Q&A: The cloud integration conundrum

Jason Stamper talks to Juan Carlos Soto, SVP and GM, cloud and B2B data integration at Informatica.

By Jason Stamper

Q. We hear a lot of different views as to what customers are doing with cloud, whether or not they’re aggressively going down the public cloud route, whether they’re holding off, doing some investigation and perhaps thinking about private cloud. What sort of trends are you seeing?

A. Well, it’s a very exciting time in the IT industry and cloud is a big part of the reason why. We started to see it a few years back, largely adopted by smaller companies, and perhaps a little bit of experimentation by larger companies. Today, we’ve seen the big shift take place where now cloud is front and centre in the thinking of large and small companies alike.

In fact, we recently commissioned a study that looked at both public and private sector organisations in the UK, and it was somewhere over 84% of enterprises that responded to our survey that said cloud computing’s a very significant part of their strategy going forward. We are seeing the same thing in the States and other parts of Europe where cloud computing is now real.
========================================
**Parts of the exercise**
**1.** Retype the cloud integration interview word for word, starting at "Jason Stamper talks" and ending at "are you seeing?".
**2.** Translate this sentence from the cloud integration interview into Spanish: "Today, we’ve seen the big shift take place where now cloud is front and centre in the thinking of large and small companies alike."
**3.** Carry on the cloud integration interview from its last sentence.
The lines that follow can be left aside.

**Entries**
========================================
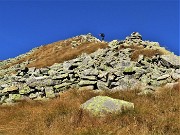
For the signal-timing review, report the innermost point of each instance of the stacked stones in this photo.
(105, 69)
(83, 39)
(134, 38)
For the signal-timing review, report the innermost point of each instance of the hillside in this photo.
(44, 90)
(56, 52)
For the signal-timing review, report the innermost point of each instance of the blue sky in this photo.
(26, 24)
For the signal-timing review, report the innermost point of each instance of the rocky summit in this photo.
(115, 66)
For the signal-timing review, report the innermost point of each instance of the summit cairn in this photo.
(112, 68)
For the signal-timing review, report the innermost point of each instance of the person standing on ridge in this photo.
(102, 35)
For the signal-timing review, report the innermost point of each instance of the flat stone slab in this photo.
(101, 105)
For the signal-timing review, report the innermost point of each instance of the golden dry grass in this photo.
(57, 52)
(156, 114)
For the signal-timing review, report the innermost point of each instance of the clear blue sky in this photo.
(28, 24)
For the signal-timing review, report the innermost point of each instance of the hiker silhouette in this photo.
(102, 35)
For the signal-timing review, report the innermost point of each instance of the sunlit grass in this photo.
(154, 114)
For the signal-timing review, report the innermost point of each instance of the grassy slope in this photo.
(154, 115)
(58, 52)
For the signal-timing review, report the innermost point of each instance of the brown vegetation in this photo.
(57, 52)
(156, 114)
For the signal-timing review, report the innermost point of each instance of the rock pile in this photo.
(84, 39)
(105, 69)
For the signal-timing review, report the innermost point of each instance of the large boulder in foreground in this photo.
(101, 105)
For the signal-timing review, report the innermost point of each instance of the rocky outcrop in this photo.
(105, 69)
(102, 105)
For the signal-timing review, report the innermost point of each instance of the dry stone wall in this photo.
========================================
**Results in order**
**1.**
Jason Stamper talks to Juan Carlos Soto, SVP and GM, cloud and B2B data integration at Informatica.

By Jason Stamper

Q. We hear a lot of different views as to what customers are doing with cloud, whether or not they’re aggressively going down the public cloud route, whether they’re holding off, doing some investigation and perhaps thinking about private cloud. What sort of trends are you seeing?

**2.** Hoy hemos visto producirse el gran cambio, en el que la nube ocupa ahora un lugar central en el pensamiento de las empresas grandes y pequeñas por igual.

**3.**
Q. And, before we go on to talk a bit more about your specific offerings in this space, what are some of the, if you like, generic challenges that companies face in the data integration space, around cloud?

A. Well, whenever you ask an enterprise in particular, what are their concerns about cloud, they always mention security first, and they mention integration second. With respect to integration, which is the area that we focus on, really what companies are recognising is that, despite the compelling benefits of cloud – the elasticity, the lower cost of entry, more importantly, the speed in which they can deploy solutions – if the cloud solution isn’t integrated with the rest of their IT systems and processes, you don’t get the full benefit from it. So, they’re all asking for ways to treat it almost as if it was an on-premise solution, but still get the cloud benefits that go with it.

Q. And, as well as integration between, if you like, cloud enabled services or services that are running in the cloud, IT in the cloud, you’re talking about being able to integrate with what companies already have that isn’t cloud enabled, like their legacy environments for example?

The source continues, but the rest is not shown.